- Problem to work on -
Rewrite all of the records below with "Keypoints" replaced by "Points" wherever it occurs. Keep everything else the same.

[Object pointing dataset rows]
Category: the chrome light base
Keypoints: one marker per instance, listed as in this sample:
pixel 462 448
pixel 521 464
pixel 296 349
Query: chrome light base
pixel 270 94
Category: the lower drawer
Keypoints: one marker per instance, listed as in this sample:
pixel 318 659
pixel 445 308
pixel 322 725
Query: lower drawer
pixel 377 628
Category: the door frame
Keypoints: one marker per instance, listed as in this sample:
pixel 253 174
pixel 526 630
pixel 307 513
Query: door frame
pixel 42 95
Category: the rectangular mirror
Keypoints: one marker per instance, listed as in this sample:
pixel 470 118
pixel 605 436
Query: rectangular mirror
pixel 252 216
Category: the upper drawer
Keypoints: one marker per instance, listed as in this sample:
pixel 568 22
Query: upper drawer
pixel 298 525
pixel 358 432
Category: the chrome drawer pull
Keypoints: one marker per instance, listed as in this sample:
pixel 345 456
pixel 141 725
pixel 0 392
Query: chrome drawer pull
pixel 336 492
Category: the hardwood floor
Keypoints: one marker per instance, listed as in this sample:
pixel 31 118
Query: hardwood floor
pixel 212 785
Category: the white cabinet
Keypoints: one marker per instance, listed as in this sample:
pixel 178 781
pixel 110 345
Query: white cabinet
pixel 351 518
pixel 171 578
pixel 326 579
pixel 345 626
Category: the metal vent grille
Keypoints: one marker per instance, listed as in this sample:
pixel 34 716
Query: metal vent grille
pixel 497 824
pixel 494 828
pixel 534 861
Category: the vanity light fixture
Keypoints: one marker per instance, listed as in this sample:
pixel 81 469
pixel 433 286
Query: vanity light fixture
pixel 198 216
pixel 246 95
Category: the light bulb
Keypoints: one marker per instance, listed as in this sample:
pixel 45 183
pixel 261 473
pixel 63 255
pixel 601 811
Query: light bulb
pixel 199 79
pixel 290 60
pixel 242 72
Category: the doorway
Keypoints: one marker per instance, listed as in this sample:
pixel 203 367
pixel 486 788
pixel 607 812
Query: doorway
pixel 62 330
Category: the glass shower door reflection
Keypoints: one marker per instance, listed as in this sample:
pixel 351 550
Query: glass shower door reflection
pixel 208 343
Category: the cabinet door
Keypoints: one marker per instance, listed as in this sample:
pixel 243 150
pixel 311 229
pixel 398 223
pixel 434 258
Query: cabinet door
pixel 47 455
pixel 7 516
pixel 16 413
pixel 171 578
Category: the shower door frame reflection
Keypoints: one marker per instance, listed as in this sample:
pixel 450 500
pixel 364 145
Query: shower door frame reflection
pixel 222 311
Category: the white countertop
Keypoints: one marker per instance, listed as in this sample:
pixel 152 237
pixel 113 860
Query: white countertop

- Answer to the exercise -
Category: the chrome light base
Points: one marker per instance, listed as in this sample:
pixel 462 448
pixel 521 464
pixel 296 349
Query: chrome light base
pixel 270 94
Category: the lower drawer
Points: one marker per instance, listed as in this sample:
pixel 318 659
pixel 445 308
pixel 322 725
Query: lower drawer
pixel 377 628
Category: the door frame
Points: one marker per instance, listed as in this sample:
pixel 253 174
pixel 526 630
pixel 307 513
Query: door frame
pixel 42 95
Category: the rectangular mirror
Points: one marker per instance, listed as in this sample:
pixel 470 118
pixel 605 436
Query: rectangular mirror
pixel 252 216
Category: the upper drawer
Points: one marker per instance, listed as in this sample:
pixel 568 22
Query: upper drawer
pixel 298 525
pixel 358 432
Category: the chrome drawer pull
Points: one marker per instance, listed as in this sample:
pixel 345 456
pixel 141 725
pixel 0 392
Query: chrome drawer pull
pixel 336 492
Category: the hardwood floor
Points: one marker per instance, listed as in this sample:
pixel 31 118
Query: hardwood floor
pixel 212 785
Category: the white cabinet
Points: one marker per instance, listed as in this sample:
pixel 178 781
pixel 110 345
Query: white cabinet
pixel 351 518
pixel 171 578
pixel 326 579
pixel 345 626
Category: the metal vent grille
Points: one marker per instance, listed as in this sample:
pixel 34 716
Query: metal vent grille
pixel 497 824
pixel 494 828
pixel 534 861
Category: the vanity light fixture
Points: one marker per instance, listed as in this sample:
pixel 81 469
pixel 433 286
Query: vanity light fixture
pixel 198 216
pixel 246 95
Category: the light bulb
Points: one marker per instance, listed as in this sample:
pixel 45 183
pixel 261 473
pixel 63 255
pixel 601 811
Query: light bulb
pixel 199 79
pixel 290 60
pixel 242 72
Category: the doorway
Points: one marker per instance, listed as in this sample:
pixel 203 367
pixel 486 788
pixel 607 812
Query: doorway
pixel 62 330
Category: the glass shower door reflection
Points: one marker per instance, listed as in this sample:
pixel 351 550
Query: glass shower door reflection
pixel 208 343
Category: the cabinet door
Points: one marker per instance, listed as in this sample:
pixel 243 150
pixel 311 229
pixel 398 223
pixel 434 258
Query: cabinet door
pixel 47 455
pixel 7 516
pixel 16 413
pixel 171 578
Category: the shower door frame reflection
Points: one marker per instance, listed as in this sample:
pixel 450 500
pixel 364 145
Query: shower door frame reflection
pixel 222 311
Category: the white countertop
Points: one marker per instance, listed as in this sample:
pixel 152 237
pixel 113 860
Query: white countertop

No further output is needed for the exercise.